** Document section **
THE STATE OF SOUTH CAROLINA
In The Court of Appeals

Charleston County Department of Social Services, Respondent,

v.

I.H., M.G., and John Doe, Defendants,

Of whom I.H. is the Appellant.

In the interest of a minor child under the age of 18.

Appeal From Charleston County
Paul W. Garfinkel, Family Court Judge

Unpublished Opinion No.  2011-UP-190
Submitted April 1, 2011 Filed April 28, 2011

AFFIRMED

Brian Warden, of Mount Pleasant, for Appellant.

Bonnie T. Brisbane, of North Charleston, for Respondent.

Sean F. Keefer, of Charleston, for Guardian ad Litem.

** Problems **
(a) In the South Carolina Court of Appeals opinion caption:
(i) From which county was the appeal taken?
(ii) On what date was the opinion filed?
(iii) Who appeared for the Guardian ad Litem?
(b) Which attorneys are named in the South Carolina Court of Appeals opinion caption? List every one.
(c) Write the part of the South Carolina Court of Appeals opinion that follows its final line.

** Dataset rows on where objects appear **
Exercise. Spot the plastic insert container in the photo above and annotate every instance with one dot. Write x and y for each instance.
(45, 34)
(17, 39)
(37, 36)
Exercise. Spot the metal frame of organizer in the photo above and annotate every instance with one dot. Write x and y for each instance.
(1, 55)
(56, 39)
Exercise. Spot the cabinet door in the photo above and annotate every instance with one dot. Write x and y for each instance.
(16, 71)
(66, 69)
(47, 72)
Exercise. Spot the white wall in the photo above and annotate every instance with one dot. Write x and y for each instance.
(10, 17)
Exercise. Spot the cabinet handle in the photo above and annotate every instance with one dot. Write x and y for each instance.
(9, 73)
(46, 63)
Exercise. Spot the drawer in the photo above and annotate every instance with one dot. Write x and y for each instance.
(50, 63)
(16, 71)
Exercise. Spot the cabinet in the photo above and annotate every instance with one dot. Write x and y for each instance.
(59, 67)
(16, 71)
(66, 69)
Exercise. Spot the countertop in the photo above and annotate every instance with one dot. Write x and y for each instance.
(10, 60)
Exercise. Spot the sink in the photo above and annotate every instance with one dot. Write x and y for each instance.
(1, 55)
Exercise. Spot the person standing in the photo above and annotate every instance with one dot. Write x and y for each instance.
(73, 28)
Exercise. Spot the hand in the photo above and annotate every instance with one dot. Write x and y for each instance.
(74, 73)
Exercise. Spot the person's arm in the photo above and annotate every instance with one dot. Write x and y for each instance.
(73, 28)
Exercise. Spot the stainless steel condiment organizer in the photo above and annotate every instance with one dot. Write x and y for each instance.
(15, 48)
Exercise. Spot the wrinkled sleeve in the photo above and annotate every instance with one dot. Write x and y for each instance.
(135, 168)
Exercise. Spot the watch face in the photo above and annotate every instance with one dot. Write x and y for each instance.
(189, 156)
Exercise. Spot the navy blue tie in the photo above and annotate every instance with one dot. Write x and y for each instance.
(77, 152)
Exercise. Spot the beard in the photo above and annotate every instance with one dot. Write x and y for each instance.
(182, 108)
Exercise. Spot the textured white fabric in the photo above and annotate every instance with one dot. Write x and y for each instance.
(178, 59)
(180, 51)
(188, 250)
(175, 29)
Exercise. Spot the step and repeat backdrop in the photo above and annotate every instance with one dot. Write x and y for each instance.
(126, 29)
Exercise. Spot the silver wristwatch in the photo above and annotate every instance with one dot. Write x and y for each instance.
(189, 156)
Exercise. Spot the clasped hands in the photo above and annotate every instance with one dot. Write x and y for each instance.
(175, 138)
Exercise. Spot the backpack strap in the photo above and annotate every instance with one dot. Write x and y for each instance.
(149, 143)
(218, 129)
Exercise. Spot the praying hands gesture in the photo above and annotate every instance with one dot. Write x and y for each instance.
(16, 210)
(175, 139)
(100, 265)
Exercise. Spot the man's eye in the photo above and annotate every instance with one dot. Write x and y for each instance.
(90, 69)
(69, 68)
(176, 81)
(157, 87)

---

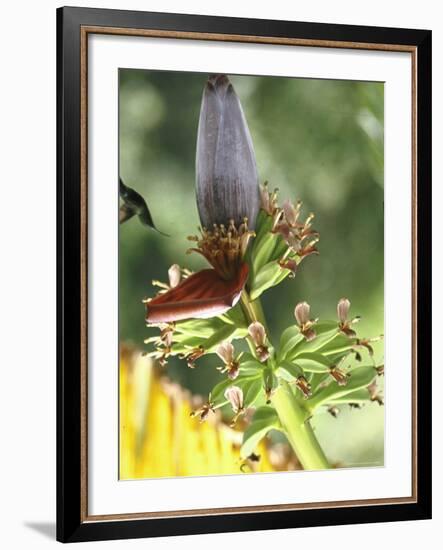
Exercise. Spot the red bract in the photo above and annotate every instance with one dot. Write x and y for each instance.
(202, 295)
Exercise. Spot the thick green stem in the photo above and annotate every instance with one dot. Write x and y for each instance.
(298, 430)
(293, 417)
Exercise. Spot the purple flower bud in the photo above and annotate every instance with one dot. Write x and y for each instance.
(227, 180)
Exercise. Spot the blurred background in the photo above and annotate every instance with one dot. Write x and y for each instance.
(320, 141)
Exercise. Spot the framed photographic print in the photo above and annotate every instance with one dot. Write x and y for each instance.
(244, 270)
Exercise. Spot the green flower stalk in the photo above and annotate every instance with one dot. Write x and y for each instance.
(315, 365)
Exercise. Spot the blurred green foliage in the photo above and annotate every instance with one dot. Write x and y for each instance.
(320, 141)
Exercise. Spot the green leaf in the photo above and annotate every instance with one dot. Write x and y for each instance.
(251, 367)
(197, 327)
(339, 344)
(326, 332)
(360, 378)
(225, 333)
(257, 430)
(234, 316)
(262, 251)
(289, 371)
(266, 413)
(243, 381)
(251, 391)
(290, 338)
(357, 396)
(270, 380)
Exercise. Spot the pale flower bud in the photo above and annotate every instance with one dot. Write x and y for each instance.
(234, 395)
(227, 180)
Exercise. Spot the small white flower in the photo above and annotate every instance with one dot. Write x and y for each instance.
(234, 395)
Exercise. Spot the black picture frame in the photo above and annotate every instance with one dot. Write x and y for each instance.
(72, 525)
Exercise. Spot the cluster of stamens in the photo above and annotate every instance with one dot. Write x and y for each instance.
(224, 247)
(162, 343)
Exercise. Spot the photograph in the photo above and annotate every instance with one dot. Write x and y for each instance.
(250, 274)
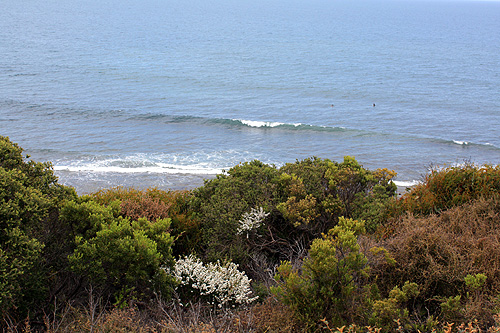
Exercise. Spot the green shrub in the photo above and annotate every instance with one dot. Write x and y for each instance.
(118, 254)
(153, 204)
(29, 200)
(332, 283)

* * *

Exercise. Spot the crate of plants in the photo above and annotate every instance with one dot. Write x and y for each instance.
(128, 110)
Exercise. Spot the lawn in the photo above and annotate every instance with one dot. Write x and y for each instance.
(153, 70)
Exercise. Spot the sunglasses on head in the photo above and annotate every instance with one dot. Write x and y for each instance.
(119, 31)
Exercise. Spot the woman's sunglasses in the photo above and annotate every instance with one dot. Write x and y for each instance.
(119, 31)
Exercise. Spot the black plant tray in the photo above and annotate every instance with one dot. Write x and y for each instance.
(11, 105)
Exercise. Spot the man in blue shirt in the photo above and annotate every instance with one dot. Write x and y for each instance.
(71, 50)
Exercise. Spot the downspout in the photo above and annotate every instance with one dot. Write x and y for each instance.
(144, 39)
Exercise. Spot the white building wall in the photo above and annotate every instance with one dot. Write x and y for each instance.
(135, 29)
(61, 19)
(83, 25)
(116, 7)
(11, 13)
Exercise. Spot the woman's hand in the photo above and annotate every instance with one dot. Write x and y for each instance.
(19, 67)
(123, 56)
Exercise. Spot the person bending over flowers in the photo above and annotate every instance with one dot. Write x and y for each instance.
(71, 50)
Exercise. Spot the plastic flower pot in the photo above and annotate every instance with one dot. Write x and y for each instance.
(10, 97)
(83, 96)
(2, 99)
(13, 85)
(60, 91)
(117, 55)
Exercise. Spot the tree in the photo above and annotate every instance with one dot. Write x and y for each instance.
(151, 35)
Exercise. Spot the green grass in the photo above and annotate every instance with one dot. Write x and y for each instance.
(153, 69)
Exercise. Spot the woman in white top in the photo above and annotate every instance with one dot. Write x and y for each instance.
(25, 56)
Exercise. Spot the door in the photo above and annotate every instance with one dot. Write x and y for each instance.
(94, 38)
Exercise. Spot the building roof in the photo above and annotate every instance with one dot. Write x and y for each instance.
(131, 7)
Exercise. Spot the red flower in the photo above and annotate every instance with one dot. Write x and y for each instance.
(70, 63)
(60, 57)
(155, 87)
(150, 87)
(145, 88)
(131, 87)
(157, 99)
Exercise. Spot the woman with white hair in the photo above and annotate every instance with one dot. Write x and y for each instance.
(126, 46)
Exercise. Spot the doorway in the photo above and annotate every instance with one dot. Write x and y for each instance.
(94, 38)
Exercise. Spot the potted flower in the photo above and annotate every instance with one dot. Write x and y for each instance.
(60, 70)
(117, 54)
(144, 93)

** Results of the tasks **
(a)
(i) Charleston County
(ii) April 28, 2011
(iii) Sean F. Keefer, of Charleston

(b) Brian Warden, Bonnie T. Brisbane, Sean F. Keefer

(c)
PER CURIAM: I.H. appeals from the family court's final order terminating her parental rights to her minor child.  See S.C. Code Ann. § 63-7-2570 (2010).  Upon a thorough review of the record and the family court's findings of fact and conclusions of law pursuant to Ex Parte Cauthen, 291 S.C. 465, 354 S.E.2d 381 (1987), we find no meritorious issues warrant briefing.  Accordingly, we affirm the family court's ruling.

AFFIRMED.[1]

WILLIAMS and KONDUROS, JJ., and CURETON, A.J., concur. 

[1] We decide this case without oral argument pursuant to Rule 215, SCACR.